-- PASSAGE TO READ follows --

Chronic Depression Can Be a Long Term Problem
Chronic depression (Dysthymia) is a form of depression that is consistent and seems to lie just below the surface. Although the sufferer is depressed, the symptoms are often less severe. A good analogy would be a low-grade fever as opposed to a 104° temperature. Although you’re uncomfortable, you’re not so uncomfortable that you require immediate medical intervention.
Chronic depression (Dysthymia) tends to run in families and seems to affect women more often than men. It is often the result of another emotional disorder or illness that leaves the sufferer feeling helpless and unable to feel normal again. Those with Dysthymia tend to have an overall negative outlook. This carries over into all aspects of their lives including career, family and sense of self.
Chronic Depression is often treated with the combination of drugs and therapy. Although antidepressants are used in the treatment of chronic depression, they are not as effective as when used for major depression. They often take longer for the patient to feel any benefit. Talk therapy is often beneficial and provides the sufferer with a way to short circuit negative thoughts and feelings. As in most treatment for depression, treatment needs to be tailored to the individual needs of each patient to see which works best. There is often a trial and error period when working with a therapist to determine which medication and what type of therapy will treat a person’s specific source depression.

-- PASSAGE TO READ concluded --

→ TASK INSTRUCTIONS
1) Decide whether each statement agrees with the passage on chronic depression. Answer yes or no for each, and quote the words of the passage that settle it.
(a) Dysthymia seems to affect men more often than women.
(b) Antidepressants work less well for chronic depression than for major depression.
(c) The symptoms of chronic depression are often more severe than those of other depression.
2) In the passage on chronic depression, what comparison is offered as a good analogy for the condition?
3) Carry on the passage on chronic depression from its final sentence.

-- EXTRACTED RECORDS follows --

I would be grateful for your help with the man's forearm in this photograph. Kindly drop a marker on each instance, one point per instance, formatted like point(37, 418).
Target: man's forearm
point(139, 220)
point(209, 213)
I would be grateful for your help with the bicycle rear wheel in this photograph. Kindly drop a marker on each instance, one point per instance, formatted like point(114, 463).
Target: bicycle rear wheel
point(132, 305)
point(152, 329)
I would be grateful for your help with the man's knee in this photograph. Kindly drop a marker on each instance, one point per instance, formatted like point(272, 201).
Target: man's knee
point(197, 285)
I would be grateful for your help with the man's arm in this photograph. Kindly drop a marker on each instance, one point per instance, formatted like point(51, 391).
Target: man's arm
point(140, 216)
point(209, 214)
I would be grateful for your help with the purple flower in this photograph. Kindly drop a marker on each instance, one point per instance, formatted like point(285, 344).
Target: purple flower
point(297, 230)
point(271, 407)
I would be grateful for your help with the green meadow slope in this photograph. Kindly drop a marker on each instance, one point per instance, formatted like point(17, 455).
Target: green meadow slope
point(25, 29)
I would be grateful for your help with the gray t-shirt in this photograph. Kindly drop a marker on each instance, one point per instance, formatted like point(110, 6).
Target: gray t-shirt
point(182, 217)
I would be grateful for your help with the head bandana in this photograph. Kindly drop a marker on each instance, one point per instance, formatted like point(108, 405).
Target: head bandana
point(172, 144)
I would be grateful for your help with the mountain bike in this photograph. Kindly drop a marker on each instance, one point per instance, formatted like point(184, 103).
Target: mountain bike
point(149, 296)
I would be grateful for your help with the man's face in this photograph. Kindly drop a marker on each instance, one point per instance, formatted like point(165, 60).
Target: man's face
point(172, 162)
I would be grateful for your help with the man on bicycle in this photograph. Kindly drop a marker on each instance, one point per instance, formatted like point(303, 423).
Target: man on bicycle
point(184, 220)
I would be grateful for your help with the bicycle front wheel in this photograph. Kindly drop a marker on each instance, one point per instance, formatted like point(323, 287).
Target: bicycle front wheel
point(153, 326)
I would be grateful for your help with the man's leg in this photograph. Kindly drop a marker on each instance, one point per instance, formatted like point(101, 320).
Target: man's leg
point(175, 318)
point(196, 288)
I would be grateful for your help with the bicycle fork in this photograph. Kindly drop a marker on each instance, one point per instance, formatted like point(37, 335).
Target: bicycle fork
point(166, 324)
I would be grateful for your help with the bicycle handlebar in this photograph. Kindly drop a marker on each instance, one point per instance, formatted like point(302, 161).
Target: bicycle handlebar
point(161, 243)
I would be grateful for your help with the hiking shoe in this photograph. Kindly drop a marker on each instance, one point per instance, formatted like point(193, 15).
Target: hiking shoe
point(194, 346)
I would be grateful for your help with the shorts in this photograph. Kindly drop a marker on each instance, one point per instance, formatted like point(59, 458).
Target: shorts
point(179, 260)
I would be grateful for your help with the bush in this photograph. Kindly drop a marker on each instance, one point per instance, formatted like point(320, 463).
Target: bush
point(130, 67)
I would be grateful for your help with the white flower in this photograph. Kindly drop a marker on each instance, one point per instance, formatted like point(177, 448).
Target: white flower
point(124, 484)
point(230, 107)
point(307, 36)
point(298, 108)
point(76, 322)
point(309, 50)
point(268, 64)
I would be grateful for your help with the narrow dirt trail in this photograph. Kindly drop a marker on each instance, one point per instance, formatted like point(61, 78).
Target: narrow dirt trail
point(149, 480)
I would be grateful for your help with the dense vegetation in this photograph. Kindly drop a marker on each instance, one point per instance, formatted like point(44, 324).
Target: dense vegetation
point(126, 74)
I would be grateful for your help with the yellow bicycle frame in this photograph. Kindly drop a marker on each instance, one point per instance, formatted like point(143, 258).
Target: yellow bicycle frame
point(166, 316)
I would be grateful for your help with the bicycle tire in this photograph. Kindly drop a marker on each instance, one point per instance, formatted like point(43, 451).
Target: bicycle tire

-- EXTRACTED RECORDS concluded --

→ RESPONSES TO THE EXERCISE
1)
(a) No: "seems to affect women more often than men."
(b) Yes: "they are not as effective as when used for major depression."
(c) No: "the symptoms are often less severe."

2) A low-grade fever as opposed to a 104° temperature.

3)
Cognitive behavioral therapy is a popular treatment for those with chronic depression (Dysthymia) and that don’t respond well to medications. This type of therapy teaches the patient to be proactive in thoughts as opposed to reacting on an emotional level. When the patient can take an outside objective approach to the negative thoughts and feelings, they are often able to look at them with more clarity and realize that things aren’t as bad as they thought. In simple terms, the patient is simply taught to think differently.
Most of those who suffer with chronic depression will experience at least one major depressive episode in their lifetime. During these episodes, more immediate treatment may be required to keep the patient on track. There are those who are able to completely recover, but there are those that will have symptoms for many years. Either way, it’s imperative that treatment be applied when necessary.
As with most types of depression, there is an increase in the risk of suicide with chronic depression. When the patient’s thoughts begin to focus on death and fantasies about the manner of their death and what their funeral might look like, help must be sought out immediately. If the sufferer begins to talk about saying goodbyes, getting affairs in order and giving away things of value, this should serve as a red flag to those around them.
Chronic depression (Dysthymia) can leave a person feeling tired and just disinterested in life. Because this is usually a long-term condition, many struggle from one day to the next to find happiness in the little things in life. Although this can be a struggle, treatment should be encouraged to help both the patient and their friends and family.